Records for the task.
<<<<
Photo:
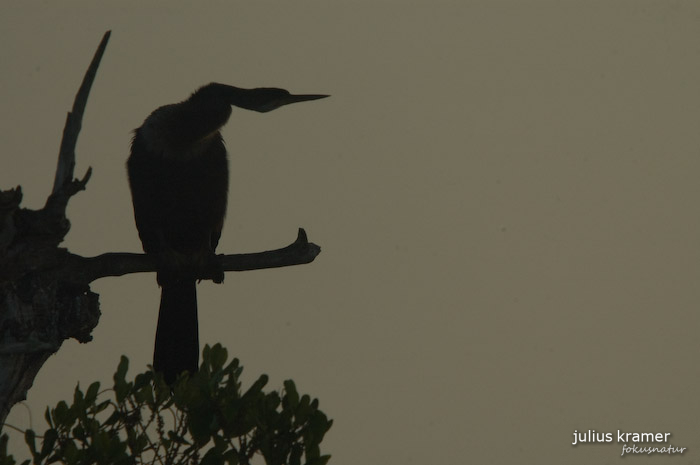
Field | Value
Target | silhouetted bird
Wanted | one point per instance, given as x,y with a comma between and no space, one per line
178,174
>>>>
Exercise directions. Reproduce the records without the pictures, replacing "silhouetted bird" with "dark bird shape" and leaving everything else unchanged.

Response for this exercise.
Photo:
Field | Value
Target | dark bird shape
Wanted | one point per instance, given as x,y with a comma between and no space, one per line
178,174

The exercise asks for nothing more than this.